Task details: Go to the line containing "Query: cloud" in the records below and print it and every following line exactly, on through the line containing "Query: ridged churro texture", then stop.

Entries provided:
::::

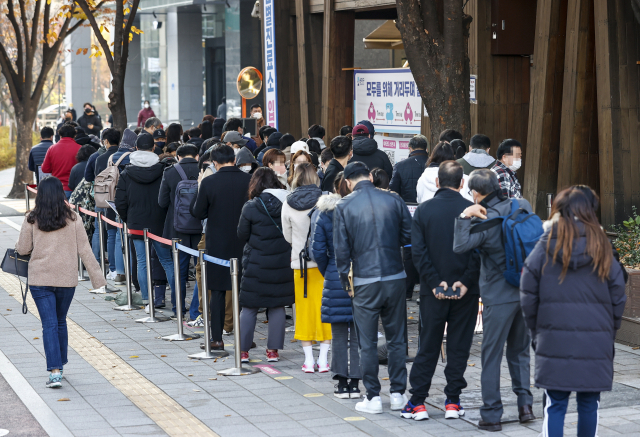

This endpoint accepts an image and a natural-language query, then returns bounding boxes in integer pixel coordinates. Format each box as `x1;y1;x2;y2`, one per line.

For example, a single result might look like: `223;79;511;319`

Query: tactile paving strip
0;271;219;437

::::

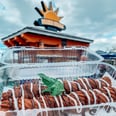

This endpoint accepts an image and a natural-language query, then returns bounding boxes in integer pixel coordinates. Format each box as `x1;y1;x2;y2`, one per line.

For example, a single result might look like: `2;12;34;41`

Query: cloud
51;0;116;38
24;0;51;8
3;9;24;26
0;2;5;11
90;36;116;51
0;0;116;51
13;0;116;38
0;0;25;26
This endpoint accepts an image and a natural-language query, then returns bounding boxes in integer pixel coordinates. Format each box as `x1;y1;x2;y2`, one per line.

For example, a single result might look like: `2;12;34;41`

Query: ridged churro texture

::::

Answer area:
Query: cloud
51;0;116;38
24;0;51;8
3;9;24;26
0;2;5;11
90;36;116;51
0;0;116;51
13;0;116;38
0;0;25;26
This endpoint accepts an image and a natural-language query, then returns bounding boxes in integer pixel coordinates. Format each box as `x1;y1;x2;y2`, one per line.

For example, a single result might look like: `2;12;34;41`

Query: ridged churro texture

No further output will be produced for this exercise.